Word for word, restate the listing; omit the pictures.

= = = =

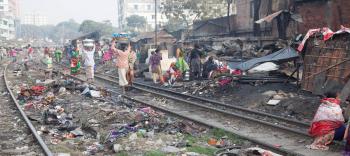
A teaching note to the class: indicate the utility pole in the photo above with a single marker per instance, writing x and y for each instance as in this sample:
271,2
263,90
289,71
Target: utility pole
156,26
228,15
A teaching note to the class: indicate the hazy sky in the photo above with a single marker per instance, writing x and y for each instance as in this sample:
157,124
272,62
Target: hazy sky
79,10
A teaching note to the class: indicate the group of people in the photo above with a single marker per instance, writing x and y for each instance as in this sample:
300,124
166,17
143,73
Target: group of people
120,50
187,66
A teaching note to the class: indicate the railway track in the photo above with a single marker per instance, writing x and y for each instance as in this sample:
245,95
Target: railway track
34,145
278,122
281,135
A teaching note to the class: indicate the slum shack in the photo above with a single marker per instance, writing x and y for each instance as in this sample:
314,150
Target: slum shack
326,60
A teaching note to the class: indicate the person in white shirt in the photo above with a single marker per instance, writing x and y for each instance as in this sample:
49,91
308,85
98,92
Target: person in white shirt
88,57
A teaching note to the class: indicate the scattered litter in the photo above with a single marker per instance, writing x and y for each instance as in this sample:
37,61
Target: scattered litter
273,102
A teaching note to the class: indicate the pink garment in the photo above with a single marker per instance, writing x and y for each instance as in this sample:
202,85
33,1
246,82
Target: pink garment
122,58
13,52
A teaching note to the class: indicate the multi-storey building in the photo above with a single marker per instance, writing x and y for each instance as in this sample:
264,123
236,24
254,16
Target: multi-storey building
9,13
35,19
144,8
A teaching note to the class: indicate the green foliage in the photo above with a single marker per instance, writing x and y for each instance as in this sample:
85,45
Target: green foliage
64,30
219,133
89,26
186,11
155,153
202,150
122,153
136,21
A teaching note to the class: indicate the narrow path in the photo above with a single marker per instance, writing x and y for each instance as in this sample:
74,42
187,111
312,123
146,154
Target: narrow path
15,136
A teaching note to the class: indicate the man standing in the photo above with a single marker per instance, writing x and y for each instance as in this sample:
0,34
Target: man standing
88,56
122,55
131,73
58,55
156,67
195,62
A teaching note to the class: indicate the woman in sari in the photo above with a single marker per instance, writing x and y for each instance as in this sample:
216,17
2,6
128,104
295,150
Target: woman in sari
75,62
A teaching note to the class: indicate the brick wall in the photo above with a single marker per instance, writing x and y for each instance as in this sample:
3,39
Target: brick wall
318,14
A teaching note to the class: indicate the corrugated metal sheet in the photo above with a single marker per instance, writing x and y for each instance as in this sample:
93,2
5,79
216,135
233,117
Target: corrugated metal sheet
326,63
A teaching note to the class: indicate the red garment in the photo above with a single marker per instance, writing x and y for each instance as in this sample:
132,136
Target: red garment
332,100
323,127
30,50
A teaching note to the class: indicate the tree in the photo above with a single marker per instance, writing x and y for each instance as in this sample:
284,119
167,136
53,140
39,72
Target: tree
64,30
136,22
186,11
89,26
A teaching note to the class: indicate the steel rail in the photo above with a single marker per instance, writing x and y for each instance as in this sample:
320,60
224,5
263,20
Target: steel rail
26,119
272,147
221,104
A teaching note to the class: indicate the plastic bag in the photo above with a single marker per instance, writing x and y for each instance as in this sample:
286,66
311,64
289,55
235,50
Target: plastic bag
329,111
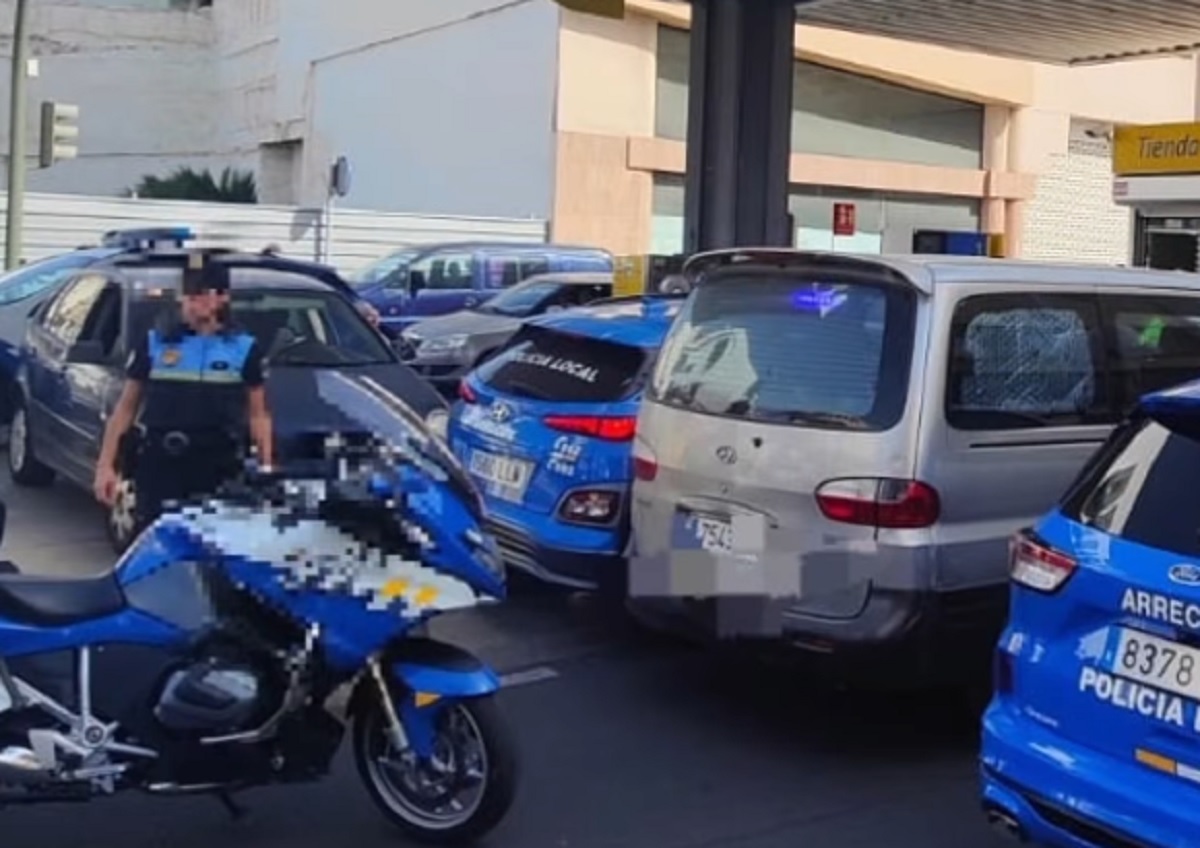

= = = =

Result below
A teaching note to the class: indicate the utility pole in the photo above with a single marker per instance, writing x and y for each instance as in this sample:
271,2
263,90
289,71
Target: utility pole
156,26
228,15
A teaching note to the class: indicate the hazy sky in the photo above with a single marker per instance, writing x and y for each instance as in this sample:
157,124
272,62
Target: hazy sky
79,10
A teaching note to the class: indicate the group of people in the photo above with a single marker per instance, writing x and y for each instance as in this sample:
300,124
166,17
143,73
Target: group of people
120,50
187,66
A teaching note to the class: indicate the railway track in the photo above with a single marker per instance, writing x and y for each instance as in this sample:
245,95
Target: railway track
34,145
278,122
281,135
A teaching note to the class: indicate the slum shack in the photo above with a single marker per instance, writing x and y for each instance as in this sample:
314,150
Target: slum shack
326,60
A teaching note to the class: indicate the person in white shirt in the photo above with a single marker per instance, writing x and y for each instance as in this sample:
49,91
308,85
98,92
Target: person in white shirt
88,57
A teaching note to the class: indicate the scattered litter in the photo above with a single marker per instance, writing x and y for each instance as in this sample:
37,61
Target: scattered litter
273,102
A teaching note to the class: indicate the pink garment in the photo above with a single marker per instance, writing x and y for each instance as in this sample:
202,85
33,1
246,82
Target: pink garment
122,58
13,52
A teaching note to the class: indicate the multi-storey building in the photo above with a single marker per instance, writing x and y for each instance as in this sample:
264,123
236,24
254,16
Target: multi-storey building
9,13
35,19
144,8
A teaching note to the class: indicate the green foliage in the photo above with a single marker per instance, writing x and y for each instance as in this sample:
85,45
Target: green foliage
64,30
219,133
89,26
186,11
155,153
202,150
122,153
136,21
A teaching note to the class: indicate the narrow path in the photo above with a single marker per instance, writing x and y for each instance as in this sample:
74,42
187,111
312,123
146,154
Target: narrow path
15,136
A teaching note to the class: indicate the man standing in the photo above with a single marker per instance, writing x and y for each instance as in this sample:
0,34
Target: man standing
88,56
122,55
131,73
58,55
156,67
195,62
A teaching note to the class: indicate the woman in sari in the photo above with a single marker per instance, writing x and y for each instance as in this sample:
216,17
2,6
128,104
295,150
Target: woman in sari
75,62
A teaching note to the class: indicate the brick wall in the photo above with a single marker per instance, writing x and y for each instance as in this sample:
3,39
Target: brick wall
318,14
A teaching note to the class: indicate the corrugated metal sheet in the photo above with a single marker per instance, writing x and y for each instance as in this sample:
93,2
5,79
216,135
233,117
Target: corrugated metal sheet
326,63
A teaching note to the class: indicate the red garment in the photo above with a single marker per instance, writing x and y for each instance as in this sample:
132,136
Target: red garment
332,100
323,127
30,50
A teaching note to the class: indicate the tree in the photo above with a single marker per instance, writing x and y for each instance as in this sample:
284,119
167,136
53,140
39,72
Target: tree
64,30
136,22
186,11
89,26
A teaching note to the class: indicate the steel rail in the photo above with a single marker per instance, writing x and y for each instance as in this sample:
320,60
224,5
263,20
Target: steel rail
26,119
272,147
221,104
A teaching note to the class: indicate the plastic bag in the photo above with a single marker per instance, writing x and y for each instance as in this sample:
286,66
311,64
289,55
235,50
Target: plastic bag
329,111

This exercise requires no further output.